======== INFORMATION ========

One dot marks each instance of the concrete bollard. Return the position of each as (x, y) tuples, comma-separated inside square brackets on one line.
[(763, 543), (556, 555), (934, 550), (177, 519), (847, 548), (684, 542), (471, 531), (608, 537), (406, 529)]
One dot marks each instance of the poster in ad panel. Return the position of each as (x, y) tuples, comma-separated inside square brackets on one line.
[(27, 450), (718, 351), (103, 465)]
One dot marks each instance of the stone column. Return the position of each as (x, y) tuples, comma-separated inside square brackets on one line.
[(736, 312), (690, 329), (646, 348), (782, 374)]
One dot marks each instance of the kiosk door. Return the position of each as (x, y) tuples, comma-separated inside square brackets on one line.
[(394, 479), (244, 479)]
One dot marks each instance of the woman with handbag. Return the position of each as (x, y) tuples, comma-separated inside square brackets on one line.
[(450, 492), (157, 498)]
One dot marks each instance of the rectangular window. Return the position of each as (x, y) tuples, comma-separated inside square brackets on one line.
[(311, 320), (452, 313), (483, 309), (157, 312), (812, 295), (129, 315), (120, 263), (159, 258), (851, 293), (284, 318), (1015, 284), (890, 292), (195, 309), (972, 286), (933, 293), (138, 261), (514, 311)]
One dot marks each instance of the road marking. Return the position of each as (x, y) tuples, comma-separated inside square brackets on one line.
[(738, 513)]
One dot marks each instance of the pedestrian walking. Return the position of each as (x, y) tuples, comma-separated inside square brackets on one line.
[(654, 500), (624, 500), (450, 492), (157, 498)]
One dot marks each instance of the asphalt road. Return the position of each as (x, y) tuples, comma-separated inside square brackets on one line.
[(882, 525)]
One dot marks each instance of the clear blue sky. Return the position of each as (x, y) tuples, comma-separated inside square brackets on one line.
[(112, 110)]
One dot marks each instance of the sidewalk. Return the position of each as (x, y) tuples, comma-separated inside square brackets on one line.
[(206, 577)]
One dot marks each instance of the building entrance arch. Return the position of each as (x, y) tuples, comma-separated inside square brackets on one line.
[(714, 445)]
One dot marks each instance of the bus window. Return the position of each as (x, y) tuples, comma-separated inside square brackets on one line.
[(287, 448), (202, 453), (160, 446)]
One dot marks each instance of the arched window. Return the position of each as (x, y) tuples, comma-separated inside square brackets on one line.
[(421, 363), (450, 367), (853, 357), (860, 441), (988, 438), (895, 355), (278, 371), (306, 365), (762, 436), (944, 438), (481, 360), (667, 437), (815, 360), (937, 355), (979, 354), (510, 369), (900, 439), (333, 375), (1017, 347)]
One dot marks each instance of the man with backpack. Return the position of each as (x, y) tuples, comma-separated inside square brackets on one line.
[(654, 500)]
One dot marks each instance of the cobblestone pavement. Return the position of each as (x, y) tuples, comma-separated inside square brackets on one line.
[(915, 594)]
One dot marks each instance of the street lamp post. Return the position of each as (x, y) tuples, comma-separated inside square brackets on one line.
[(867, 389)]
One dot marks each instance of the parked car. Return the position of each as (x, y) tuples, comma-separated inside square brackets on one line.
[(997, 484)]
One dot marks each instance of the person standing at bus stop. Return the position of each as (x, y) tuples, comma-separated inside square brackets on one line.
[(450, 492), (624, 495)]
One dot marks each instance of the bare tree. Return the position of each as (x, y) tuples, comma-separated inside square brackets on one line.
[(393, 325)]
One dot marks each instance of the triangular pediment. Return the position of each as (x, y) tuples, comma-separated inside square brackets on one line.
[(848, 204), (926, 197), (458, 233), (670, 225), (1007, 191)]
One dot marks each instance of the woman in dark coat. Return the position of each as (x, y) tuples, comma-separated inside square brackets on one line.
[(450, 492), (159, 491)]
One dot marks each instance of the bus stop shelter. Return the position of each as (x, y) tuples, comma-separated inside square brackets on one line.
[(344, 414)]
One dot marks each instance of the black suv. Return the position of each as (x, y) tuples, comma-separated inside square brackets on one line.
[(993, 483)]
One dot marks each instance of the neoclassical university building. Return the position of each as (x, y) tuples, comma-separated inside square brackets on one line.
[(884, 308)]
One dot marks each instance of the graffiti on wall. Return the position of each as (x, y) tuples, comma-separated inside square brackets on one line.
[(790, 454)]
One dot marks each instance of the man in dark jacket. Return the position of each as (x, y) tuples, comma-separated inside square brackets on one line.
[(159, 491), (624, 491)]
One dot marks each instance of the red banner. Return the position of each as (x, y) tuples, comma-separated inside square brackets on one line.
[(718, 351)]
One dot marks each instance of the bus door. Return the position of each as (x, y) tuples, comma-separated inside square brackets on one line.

========
======== INFORMATION ========

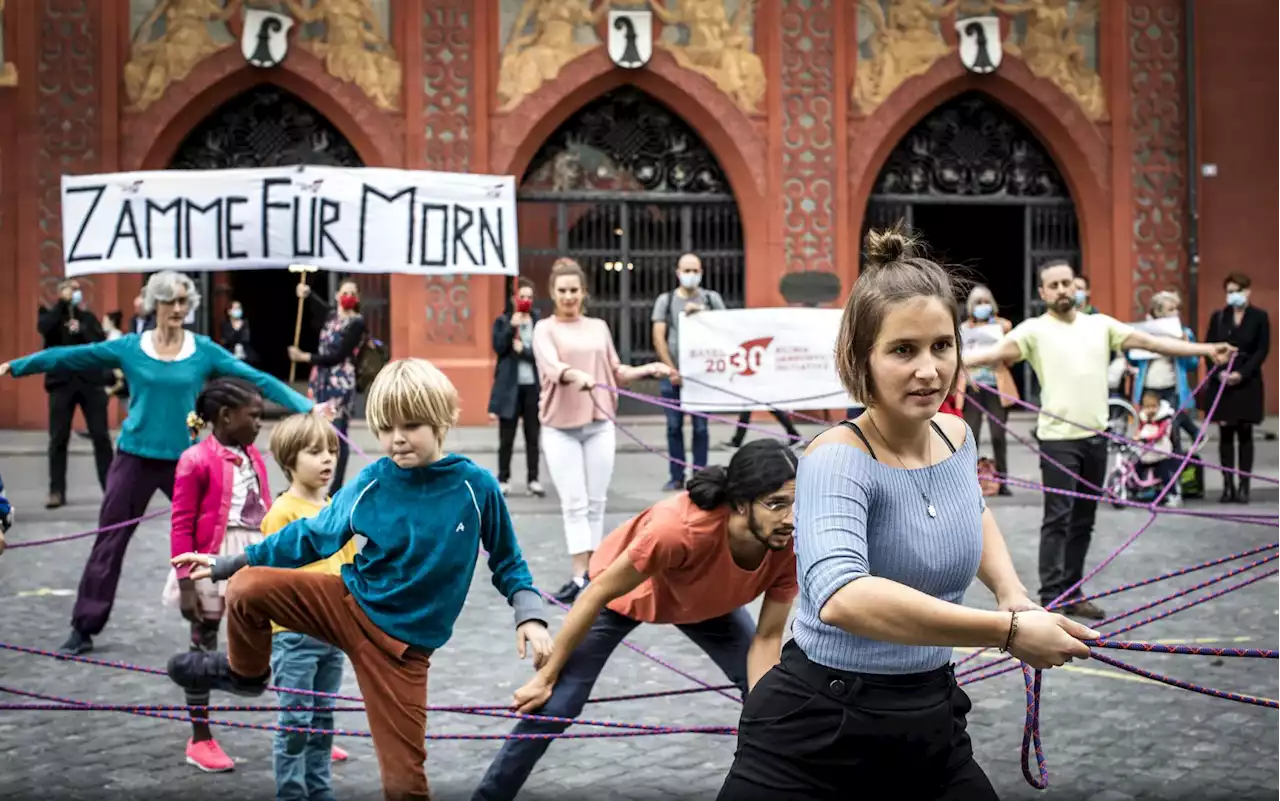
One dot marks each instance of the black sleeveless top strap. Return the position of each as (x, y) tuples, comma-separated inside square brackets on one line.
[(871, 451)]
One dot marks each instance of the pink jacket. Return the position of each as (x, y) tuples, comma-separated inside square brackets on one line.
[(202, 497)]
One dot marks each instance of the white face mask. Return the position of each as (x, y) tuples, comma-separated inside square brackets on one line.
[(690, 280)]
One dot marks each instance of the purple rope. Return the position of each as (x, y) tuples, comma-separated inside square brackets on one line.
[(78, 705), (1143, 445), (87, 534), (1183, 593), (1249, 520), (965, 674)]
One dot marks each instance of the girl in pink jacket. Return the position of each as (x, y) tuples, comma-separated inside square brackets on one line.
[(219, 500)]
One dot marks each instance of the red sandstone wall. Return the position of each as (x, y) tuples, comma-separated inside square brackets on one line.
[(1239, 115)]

========

## TASK DESCRIPTION:
In the entries above, restate word for word the lines between the one holding "One dot marks each instance of the red banner." and the one holding "One dot marks each instance of the bus door.", inclusive, and nothing besides.

## EXPECTED ANSWER:
One dot marks each instance of the red banner. Return the position of each as (x, y) tuples, comma-separated inside square brackets on one line.
[(718, 351)]
One dot marks each instance of the bus door. Return the position of each as (x, y) tuples, comma-separated inside square brackets on one line.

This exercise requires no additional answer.